Exercise details: Copy all the records word for word, apart from any pictures.

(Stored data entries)
= = = = = = =

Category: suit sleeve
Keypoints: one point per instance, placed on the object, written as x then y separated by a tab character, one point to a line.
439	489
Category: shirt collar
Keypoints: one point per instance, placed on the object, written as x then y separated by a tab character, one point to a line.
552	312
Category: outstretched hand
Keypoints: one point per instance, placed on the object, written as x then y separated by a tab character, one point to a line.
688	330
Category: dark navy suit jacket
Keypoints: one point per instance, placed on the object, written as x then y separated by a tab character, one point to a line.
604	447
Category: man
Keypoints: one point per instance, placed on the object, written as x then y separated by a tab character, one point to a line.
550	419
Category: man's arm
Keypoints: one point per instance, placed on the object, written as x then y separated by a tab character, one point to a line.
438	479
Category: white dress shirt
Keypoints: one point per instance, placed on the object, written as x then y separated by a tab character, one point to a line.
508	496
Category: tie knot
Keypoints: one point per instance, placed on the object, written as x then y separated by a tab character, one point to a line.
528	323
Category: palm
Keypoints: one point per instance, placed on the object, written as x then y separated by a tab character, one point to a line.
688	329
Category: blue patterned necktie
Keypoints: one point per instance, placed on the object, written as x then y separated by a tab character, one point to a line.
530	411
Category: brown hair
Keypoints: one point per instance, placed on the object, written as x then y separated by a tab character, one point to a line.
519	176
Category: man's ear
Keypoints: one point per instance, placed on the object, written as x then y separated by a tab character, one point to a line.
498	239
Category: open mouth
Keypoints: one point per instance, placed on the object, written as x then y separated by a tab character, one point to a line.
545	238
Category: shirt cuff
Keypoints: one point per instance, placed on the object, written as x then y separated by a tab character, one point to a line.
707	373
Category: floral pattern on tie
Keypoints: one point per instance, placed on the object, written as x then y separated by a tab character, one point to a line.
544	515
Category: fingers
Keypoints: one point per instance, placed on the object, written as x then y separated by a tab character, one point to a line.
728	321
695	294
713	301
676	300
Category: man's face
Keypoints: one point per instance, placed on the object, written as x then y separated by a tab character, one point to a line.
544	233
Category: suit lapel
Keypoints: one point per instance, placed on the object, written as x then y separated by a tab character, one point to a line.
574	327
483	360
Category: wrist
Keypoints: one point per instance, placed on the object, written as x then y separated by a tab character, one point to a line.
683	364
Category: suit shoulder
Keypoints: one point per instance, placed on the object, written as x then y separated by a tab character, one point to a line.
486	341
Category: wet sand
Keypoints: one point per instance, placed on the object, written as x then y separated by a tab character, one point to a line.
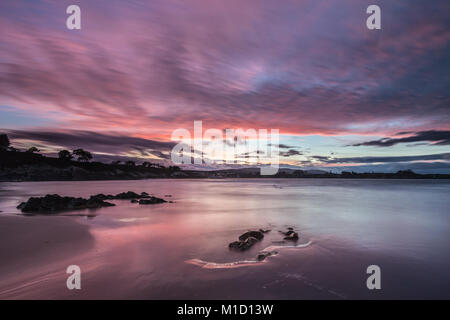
146	252
36	250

= = = = = = =

Output:
Category: suit sleeve
Keypoints: one point per instance, placed on the object, written as x then y separated by a tab character, one point to a line.
439	489
Category: shirt collar
Keypoints: one point per instance, placed on the object, written as x then y separated by a tab character, one point to a line.
552	312
Category: outstretched hand
Keypoints: one point per instance, placed on the object, written as x then y separated by a tab character, one point to a line.
688	330
Category: dark navy suit jacket
Keypoints: one point per instance, placed on the object, written as x then y separated by a tab character, one point to a line.
604	447
Category: man
Keypoints: one point per instance, placed on the object, written as x then y separated by a tab character, one point to a line.
550	419
Category: man's arm
Keypoints: one point per instance, placed on the object, written as x then y separated by a tab character, one point to a line.
438	479
Category: white dress shirt
Keypoints: one point per instance, placed on the object, written as x then y separated by a tab character, one point to a line.
508	496
Category: tie knot
Keypoints: one point per instance, placed on the object, written as x then y separated by a tab character, one point to a line.
528	323
Category: palm
Keypoints: one point per instance, placed on the object, written as x then y separated by a tab character, one point to a line.
688	329
Category: blue patterned necktie
Keypoints: one point per instance, placed on the object, written as x then y separated by a tab character, one point to a line.
530	411
Category: brown hair
Keypoints: one point per instance, placed on the object, written as x then y separated by a tab character, one point to a line.
519	176
Category: man's ear
Keypoints: one point per instance, placed on the object, written as x then y separated by a tab character, one point to a line.
498	239
Category: open mouth
Keypoints: one point per instance, placed on the object, written as x then y separated by a tab character, one point to a line.
545	238
Category: shirt cuff
Keypoints: one point per instance, placed on the object, written as x then y separated by a tab character, one point to a line.
707	373
Category: floral pattern on tie
Keypoints: one point per instance, placed on the object, written as x then y separated by a tab character, one point to a line.
544	515
Category: fingers
Keypoints: one point per instance, placed on the object, written as x then y separated by a tab character, one point to a line.
728	321
695	294
713	301
676	300
Category: man's face
Keypoints: one point per instance, placed on the object, written as x then y separated by a tab character, one point to a line.
544	233
Category: suit lapel
Keypoints: one point per instance, placed on the object, written as x then y separated by a tab character, one point to a line.
574	327
483	360
Category: wrist
Keypoints: one point per instance, placed on the object, written as x then y separated by a tab character, one point to a line.
683	364
Category: suit shoulder
Keypoints: one point per instance, placed on the object, written as x then y separated by a tab character, one point to a line.
486	341
Category: wet sand
Keypoints: one point per instance, placed on the object, written as x then y separated by a tab character, one point to a line.
146	252
36	250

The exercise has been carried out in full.